TEXTO EXTRAÍDO:
■ ■ ■ ■ ■

Para tal é preciso romper velhos paradigmas projetados na sociedade, que tem se tornado insuficiente junto à compreensão do sentimento de infância. É preciso voltar o olhar para a criança enquanto sujeito, autor de sua própria história, percebendo que a vivência do hoje reflete o seu pensar sobre o mundo do qual está inserido. As ações dos educadores muito têm buscado o desenvolvimento dos aspectos cognitivos (o que é natural), esquecendo-se, entretanto da criança enquanto sujeito construtor de sua própria história, ator de um processo de vida, sujeito composto por sua totalidade.
E aqui penso em educação, onde afetividade possa entrelaçar-se ao desenvolvimento, em um processo onde os padrões de qualidade possam buscar o equilíbrio do ser humano de forma mais harmoniosa, possibilitando à criança oportunidades significativas de aprendizagem.
Para tanto, este trabalho tem por objetivo identificar como a afetividade interfere no desenvolvimento e na qualidade da Educação Infantil, percebendo o entrelaçamento existente entre ambos.
Assim, busco refletir sobre o papel da afetividade à luz das teorias de Jean Piaget, Henri Wallon e Vygotsky, analisando esta compreensão na ótica de uma educação de qualidade, onde a criança possa ter seus direitos preservados, ao ser embalado pela amorosidade da educação, que precisa cultivar seus desejos de vida. Junto aos estudos teóricos procuro desenvolver minha própria “escuta sensível” em busca de compreender o que pensam educadores da Educação Infantil ao referirem-se a questão do afeto enquanto fator de qualidade.

■ ■ ■ ■ ■

(Linhas de dados sobre onde os objetos aparecem)
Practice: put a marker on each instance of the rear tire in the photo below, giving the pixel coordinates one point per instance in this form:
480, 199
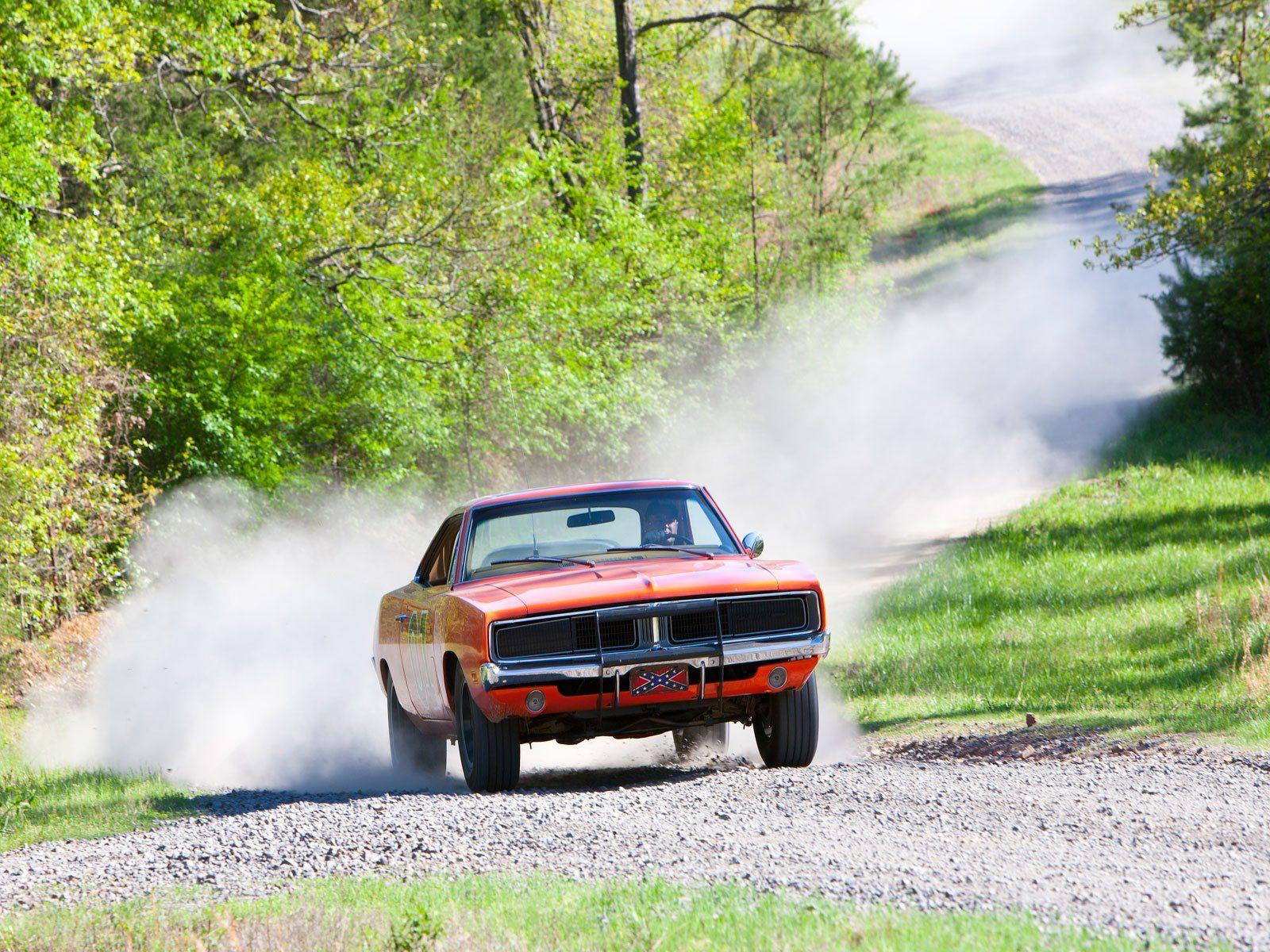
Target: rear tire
489, 750
413, 750
691, 743
789, 729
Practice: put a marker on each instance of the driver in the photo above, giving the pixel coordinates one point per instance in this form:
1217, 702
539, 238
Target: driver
662, 524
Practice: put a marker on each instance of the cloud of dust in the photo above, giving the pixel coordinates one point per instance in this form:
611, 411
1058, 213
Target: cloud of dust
851, 444
247, 659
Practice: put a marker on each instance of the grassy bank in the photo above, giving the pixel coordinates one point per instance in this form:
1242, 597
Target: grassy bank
37, 805
967, 194
1137, 598
518, 913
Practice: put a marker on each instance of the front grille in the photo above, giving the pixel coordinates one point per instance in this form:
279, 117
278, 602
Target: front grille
742, 619
700, 625
572, 635
765, 616
692, 621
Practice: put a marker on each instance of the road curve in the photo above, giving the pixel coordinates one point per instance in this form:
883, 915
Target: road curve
1140, 842
1146, 841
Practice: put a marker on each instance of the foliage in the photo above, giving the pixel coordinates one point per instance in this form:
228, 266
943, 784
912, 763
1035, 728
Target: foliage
1098, 605
1217, 321
310, 244
64, 428
1212, 213
502, 912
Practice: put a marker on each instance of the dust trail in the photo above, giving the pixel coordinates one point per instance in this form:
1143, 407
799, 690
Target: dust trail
247, 662
860, 446
856, 447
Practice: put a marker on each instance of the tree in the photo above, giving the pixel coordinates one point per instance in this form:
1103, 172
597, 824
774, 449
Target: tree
1210, 213
628, 63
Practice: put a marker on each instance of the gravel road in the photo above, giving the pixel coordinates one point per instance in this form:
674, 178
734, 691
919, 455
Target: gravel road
1137, 841
1141, 841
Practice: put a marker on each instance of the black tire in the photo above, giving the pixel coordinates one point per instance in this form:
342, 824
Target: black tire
413, 750
789, 729
691, 743
488, 750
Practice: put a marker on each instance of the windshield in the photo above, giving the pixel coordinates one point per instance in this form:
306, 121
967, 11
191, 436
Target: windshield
598, 527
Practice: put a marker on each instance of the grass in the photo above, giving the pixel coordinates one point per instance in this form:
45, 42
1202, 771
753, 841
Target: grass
38, 805
967, 192
1136, 600
540, 912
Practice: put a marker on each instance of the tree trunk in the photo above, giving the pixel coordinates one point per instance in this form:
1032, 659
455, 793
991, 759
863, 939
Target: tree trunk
628, 71
533, 29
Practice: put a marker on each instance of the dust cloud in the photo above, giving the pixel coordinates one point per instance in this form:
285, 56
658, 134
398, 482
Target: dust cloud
245, 660
852, 443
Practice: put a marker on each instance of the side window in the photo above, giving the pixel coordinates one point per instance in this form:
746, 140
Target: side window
702, 527
435, 568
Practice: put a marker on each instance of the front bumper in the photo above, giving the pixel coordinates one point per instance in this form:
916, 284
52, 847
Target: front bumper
510, 674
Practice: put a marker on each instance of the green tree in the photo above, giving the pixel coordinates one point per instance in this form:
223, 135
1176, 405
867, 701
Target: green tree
1210, 213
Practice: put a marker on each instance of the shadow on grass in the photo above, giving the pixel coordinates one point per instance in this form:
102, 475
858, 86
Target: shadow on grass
46, 805
971, 221
1184, 428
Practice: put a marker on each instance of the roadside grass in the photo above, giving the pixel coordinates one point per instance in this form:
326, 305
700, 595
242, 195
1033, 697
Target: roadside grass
38, 805
1134, 600
967, 192
499, 912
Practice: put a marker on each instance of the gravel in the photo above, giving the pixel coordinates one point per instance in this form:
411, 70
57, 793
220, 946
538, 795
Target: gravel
1141, 838
1140, 841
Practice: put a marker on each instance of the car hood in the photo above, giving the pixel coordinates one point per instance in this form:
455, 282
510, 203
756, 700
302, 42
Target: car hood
622, 583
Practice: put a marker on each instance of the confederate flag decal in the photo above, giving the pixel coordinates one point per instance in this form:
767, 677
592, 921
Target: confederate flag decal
660, 681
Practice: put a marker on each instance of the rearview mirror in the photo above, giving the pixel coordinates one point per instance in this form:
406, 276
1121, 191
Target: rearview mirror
592, 517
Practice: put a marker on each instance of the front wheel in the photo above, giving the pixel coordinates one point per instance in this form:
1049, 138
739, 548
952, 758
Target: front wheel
691, 743
488, 750
789, 727
412, 750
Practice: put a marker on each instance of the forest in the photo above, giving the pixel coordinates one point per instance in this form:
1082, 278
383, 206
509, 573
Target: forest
444, 245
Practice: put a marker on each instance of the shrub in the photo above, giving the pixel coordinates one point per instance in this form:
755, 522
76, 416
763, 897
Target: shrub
1217, 321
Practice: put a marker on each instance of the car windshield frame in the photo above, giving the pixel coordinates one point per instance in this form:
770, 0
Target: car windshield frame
479, 513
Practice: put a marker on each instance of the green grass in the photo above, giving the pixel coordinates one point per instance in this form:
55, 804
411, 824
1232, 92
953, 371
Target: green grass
539, 912
1130, 600
967, 192
37, 805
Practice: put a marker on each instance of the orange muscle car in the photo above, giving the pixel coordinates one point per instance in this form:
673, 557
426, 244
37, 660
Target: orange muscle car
616, 609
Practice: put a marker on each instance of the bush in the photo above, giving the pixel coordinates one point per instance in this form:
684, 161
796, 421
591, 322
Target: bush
1217, 321
65, 511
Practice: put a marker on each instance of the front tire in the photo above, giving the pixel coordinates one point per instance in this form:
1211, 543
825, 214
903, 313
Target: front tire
413, 750
789, 729
692, 743
488, 750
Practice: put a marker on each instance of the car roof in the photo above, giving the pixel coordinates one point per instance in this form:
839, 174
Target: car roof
548, 492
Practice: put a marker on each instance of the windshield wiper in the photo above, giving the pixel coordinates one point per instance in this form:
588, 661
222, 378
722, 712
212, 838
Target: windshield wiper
554, 560
654, 547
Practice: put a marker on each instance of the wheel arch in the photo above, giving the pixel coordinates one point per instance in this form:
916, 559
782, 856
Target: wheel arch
448, 666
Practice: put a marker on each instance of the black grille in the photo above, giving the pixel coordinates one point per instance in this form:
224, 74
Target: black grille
578, 634
765, 616
695, 626
562, 636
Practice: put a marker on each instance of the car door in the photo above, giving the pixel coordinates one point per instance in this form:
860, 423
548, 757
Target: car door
422, 635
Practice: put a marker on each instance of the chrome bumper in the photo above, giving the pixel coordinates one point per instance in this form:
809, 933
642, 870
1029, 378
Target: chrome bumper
510, 674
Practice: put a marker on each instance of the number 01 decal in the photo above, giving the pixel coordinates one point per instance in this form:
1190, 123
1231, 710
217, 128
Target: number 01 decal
413, 654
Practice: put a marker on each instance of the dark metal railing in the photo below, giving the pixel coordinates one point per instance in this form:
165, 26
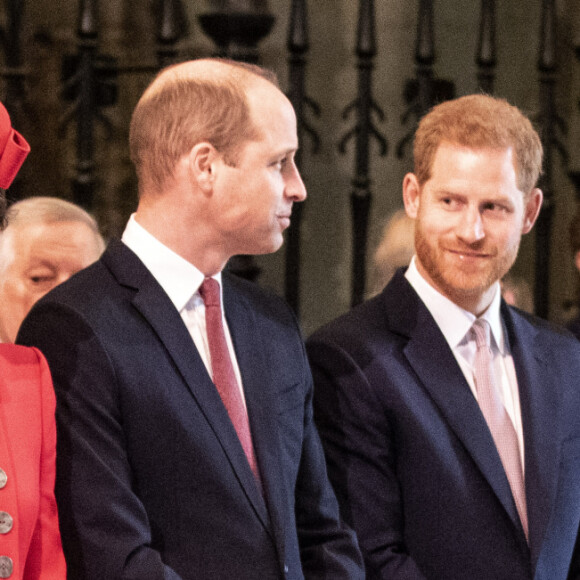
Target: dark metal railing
91, 82
363, 132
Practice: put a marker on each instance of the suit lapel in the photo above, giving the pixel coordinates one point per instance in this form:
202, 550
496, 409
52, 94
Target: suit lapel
261, 402
156, 307
540, 404
436, 367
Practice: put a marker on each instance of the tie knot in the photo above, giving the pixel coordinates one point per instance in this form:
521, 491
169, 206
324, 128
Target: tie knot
481, 331
210, 292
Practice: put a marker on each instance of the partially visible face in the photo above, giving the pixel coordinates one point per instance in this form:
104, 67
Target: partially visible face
470, 216
36, 258
255, 197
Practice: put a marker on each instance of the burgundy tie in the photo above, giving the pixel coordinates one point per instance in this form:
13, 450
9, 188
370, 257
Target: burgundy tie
224, 377
498, 420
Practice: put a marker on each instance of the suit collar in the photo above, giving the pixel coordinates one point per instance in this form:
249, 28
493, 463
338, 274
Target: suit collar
156, 307
540, 404
436, 367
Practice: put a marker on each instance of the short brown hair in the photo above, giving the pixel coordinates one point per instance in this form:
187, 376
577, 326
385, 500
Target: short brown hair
479, 121
172, 116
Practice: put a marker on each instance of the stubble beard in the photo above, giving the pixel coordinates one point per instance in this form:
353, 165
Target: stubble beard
461, 287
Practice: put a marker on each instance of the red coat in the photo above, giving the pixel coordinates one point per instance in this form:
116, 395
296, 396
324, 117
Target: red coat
27, 458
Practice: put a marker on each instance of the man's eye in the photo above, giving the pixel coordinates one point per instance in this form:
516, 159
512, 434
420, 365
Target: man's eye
41, 279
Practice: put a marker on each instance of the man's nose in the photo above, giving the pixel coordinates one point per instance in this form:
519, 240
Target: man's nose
471, 228
295, 188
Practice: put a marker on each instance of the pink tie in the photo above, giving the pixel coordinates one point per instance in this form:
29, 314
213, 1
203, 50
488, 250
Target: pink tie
498, 420
224, 377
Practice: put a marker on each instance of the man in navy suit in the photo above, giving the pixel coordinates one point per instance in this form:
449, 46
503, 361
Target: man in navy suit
155, 478
434, 485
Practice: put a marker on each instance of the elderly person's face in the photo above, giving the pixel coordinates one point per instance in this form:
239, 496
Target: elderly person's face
34, 258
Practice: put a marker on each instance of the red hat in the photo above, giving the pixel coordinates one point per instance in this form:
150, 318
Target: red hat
13, 149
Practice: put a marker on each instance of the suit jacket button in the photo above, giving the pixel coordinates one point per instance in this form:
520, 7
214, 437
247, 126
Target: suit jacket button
6, 523
6, 567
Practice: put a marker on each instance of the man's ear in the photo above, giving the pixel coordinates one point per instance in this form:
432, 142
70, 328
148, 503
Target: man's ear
202, 165
532, 209
411, 195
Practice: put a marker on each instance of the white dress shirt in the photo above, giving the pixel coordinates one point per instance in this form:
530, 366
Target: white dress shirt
181, 281
455, 324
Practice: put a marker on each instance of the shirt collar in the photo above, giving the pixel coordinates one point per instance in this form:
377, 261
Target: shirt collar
179, 278
453, 321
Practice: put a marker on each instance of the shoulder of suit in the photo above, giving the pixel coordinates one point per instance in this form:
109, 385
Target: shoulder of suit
547, 329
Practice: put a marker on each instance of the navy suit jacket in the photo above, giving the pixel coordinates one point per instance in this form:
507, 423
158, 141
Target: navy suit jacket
411, 457
152, 481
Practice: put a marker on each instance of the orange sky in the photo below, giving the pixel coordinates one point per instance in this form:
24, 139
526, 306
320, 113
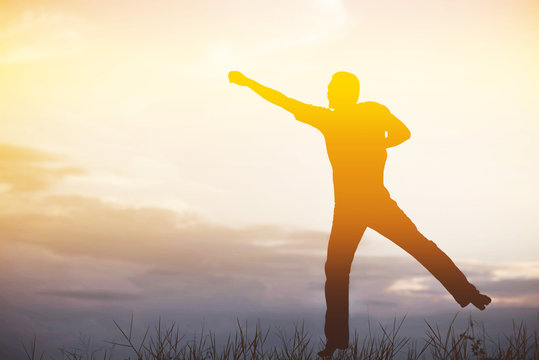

■ ■ ■ ■ ■

TAREFAS A CUMPRIR:
**a)** Liste todos os teóricos citados no texto sobre afetividade na Educação Infantil.
**b)** Filtre os registros e copie cada linha que contenha a palavra "confederate", levando em conta maiúsculas e minúsculas.

RESPOSTAS ESCRITAS:
**a)** Jean Piaget, Henri Wallon e Vygotsky.

**b)**
Practice: put a marker on each instance of the confederate flag decal in the photo above, giving the pixel coordinates one point per instance in this form:
Target: confederate flag decal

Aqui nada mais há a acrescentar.